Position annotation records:
--- Start ---
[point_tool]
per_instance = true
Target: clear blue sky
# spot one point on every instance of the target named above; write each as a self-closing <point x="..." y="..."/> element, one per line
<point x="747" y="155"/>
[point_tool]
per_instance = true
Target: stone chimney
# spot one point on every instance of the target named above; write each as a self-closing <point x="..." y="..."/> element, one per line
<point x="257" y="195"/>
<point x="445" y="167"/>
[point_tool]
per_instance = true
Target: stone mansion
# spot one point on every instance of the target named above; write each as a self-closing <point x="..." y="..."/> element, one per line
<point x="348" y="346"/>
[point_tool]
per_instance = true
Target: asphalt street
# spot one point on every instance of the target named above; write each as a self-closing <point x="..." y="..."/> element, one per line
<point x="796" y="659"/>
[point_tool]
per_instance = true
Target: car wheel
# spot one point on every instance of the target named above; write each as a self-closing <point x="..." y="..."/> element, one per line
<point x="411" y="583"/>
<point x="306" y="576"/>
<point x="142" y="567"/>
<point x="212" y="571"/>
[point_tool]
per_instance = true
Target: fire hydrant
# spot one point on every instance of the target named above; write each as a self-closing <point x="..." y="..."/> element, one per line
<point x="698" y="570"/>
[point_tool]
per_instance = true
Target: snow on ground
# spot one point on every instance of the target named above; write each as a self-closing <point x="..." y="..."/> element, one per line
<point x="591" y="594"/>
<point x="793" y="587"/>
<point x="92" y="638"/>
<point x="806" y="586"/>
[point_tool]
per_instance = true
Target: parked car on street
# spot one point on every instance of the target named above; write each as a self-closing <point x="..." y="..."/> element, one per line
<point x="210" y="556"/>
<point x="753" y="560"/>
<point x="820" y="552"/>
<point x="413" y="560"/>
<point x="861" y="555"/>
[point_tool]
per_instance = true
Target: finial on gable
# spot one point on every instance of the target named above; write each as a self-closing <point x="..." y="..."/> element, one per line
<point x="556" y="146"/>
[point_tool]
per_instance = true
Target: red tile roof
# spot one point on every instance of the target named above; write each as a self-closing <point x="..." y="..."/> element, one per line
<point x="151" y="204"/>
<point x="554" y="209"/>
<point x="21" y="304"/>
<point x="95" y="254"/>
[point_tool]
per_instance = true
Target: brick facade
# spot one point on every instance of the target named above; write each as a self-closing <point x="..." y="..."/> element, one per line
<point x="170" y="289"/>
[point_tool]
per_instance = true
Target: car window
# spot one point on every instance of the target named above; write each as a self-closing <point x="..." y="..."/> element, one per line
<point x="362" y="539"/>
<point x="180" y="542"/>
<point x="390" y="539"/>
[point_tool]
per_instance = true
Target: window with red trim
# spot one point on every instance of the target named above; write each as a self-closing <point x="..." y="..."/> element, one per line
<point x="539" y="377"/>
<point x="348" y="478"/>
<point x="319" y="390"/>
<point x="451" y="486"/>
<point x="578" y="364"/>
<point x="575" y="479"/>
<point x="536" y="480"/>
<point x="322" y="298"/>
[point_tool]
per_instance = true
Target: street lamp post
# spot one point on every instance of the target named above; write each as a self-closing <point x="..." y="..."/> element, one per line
--- End ---
The exercise
Retype all the material above precisely, with no line left out.

Written answer
[point_tool]
per_instance = true
Target: clear blue sky
# spot one point on every instance of the target named above; write each as a self-closing <point x="..." y="..."/> element, one per line
<point x="747" y="155"/>
[point_tool]
per_instance = true
Target: stone chimney
# spot one point on every instance of the target named above; write each as a self-closing <point x="..." y="..."/> element, one per line
<point x="257" y="195"/>
<point x="445" y="167"/>
[point_tool]
per_instance = true
Target: stone mansion
# spot one point on every instance of the target named above; write each as a self-closing <point x="..." y="..."/> element, one per line
<point x="348" y="346"/>
[point_tool]
per_instance = true
Target: asphalt street
# spot one point on every instance of the target named above; write each as a self-closing <point x="..." y="..."/> element, one per line
<point x="796" y="659"/>
[point_tool]
per_instance = true
Target: car wheel
# spot one point on every instance of the target named above; write each as a self-closing <point x="..." y="..."/> element, one per line
<point x="411" y="583"/>
<point x="306" y="576"/>
<point x="142" y="567"/>
<point x="212" y="571"/>
[point_tool]
per_instance = true
Target: fire hydrant
# spot one point on every instance of the target named above; write each as a self-closing <point x="..." y="..."/> element, one per line
<point x="698" y="570"/>
[point_tool]
per_instance = true
Target: snow on ground
# spot one point on every instance of the target named above; write each as a self-closing <point x="..." y="..."/> element, one per line
<point x="591" y="594"/>
<point x="793" y="587"/>
<point x="92" y="638"/>
<point x="806" y="586"/>
[point_tool]
per_instance = true
Target: parked car on street
# spot one point on every instance of the target named above; write each as a self-closing <point x="..." y="..."/> element, one per line
<point x="210" y="556"/>
<point x="753" y="560"/>
<point x="820" y="552"/>
<point x="413" y="560"/>
<point x="861" y="555"/>
[point_tool]
per_instance = true
Target: finial on gable
# spot one point on every instance of the target named above; write each as a self-closing <point x="..." y="..."/> element, one per line
<point x="556" y="146"/>
[point_tool]
per_instance = true
Target: red tile roof
# spot one point on every instance of the target named above; write each as a self-closing <point x="..." y="..."/> element, one per line
<point x="151" y="204"/>
<point x="554" y="209"/>
<point x="21" y="304"/>
<point x="95" y="254"/>
[point_tool]
per_instance = true
Target: brick facade
# spot one point on every instance of the target named above; write each as a self-closing <point x="..." y="..."/> element, one per line
<point x="170" y="289"/>
[point_tool]
per_instance = true
Target: car window
# spot one point on every instance of the target named above; write each as a self-closing <point x="..." y="..."/> element, one per line
<point x="362" y="539"/>
<point x="180" y="542"/>
<point x="390" y="539"/>
[point_tool]
per_instance = true
Target: window with red trim
# spot one point on every instance of the target named above; write each as a self-closing <point x="..." y="..."/> element, one per line
<point x="539" y="377"/>
<point x="348" y="478"/>
<point x="319" y="390"/>
<point x="451" y="486"/>
<point x="578" y="364"/>
<point x="575" y="479"/>
<point x="536" y="480"/>
<point x="322" y="298"/>
[point_tool]
per_instance = true
Target: street lamp post
# spot one point on every instance of the target named above; write each as a self-closing <point x="..." y="..."/> element, one per line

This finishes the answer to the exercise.